# Required work
Answer these questions from the passage below about the photographs of Miles:
(a) Whom did Miles credit with helping him change the way he dressed?
(b) What middle name did Fela Kuti take, and what does the passage say it means?
(c) In what year did Miles's death come, and how long after the You're under Arrest shoot was that?

# Extract
################
He took me into his bedroom and showed me a closet overflowing with clothes and shoes.

In his autobiography, in a caption beside Barboza’s closet shot, Miles registered his appreciation of his young lover Betty Mabry as “a big influence on my personal life as well as in my musical life. She also helped me change the way I was dressing.”2 And the image of the still-young, stylin’, shirtless Miles brings to mind no figure so much as Fela Kuti, who at the moment that Miles was stylin’ in New York took for himself in Nigeria the middle name Anikulapo, “he who carries death in his pouch.”3

In the later images, death and fashion—death as fashion—confront the viewer with all the power of Miles’s cool, composed concentration. In the early shots, Barboza found the erotic pride of musculature; in the later, the skeletal emergence that means death, in a little while. Death would come in 1991, six years after the You’re under Arrest shoot, after years of ill health and intermittent withdrawal from performance.
################
# Provided material
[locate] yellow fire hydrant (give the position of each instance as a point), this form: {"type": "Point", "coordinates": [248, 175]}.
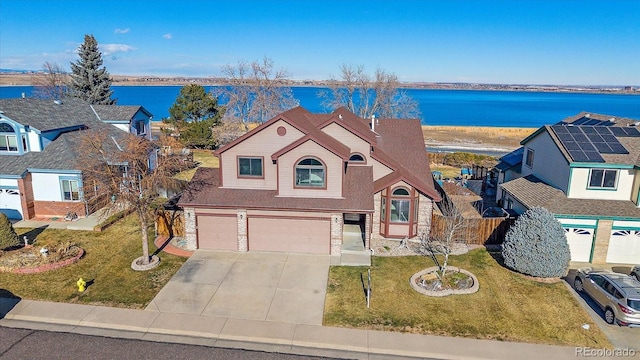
################
# Answer to this problem
(a) Betty Mabry.
(b) Anikulapo, meaning "he who carries death in his pouch."
(c) 1991, six years after the shoot.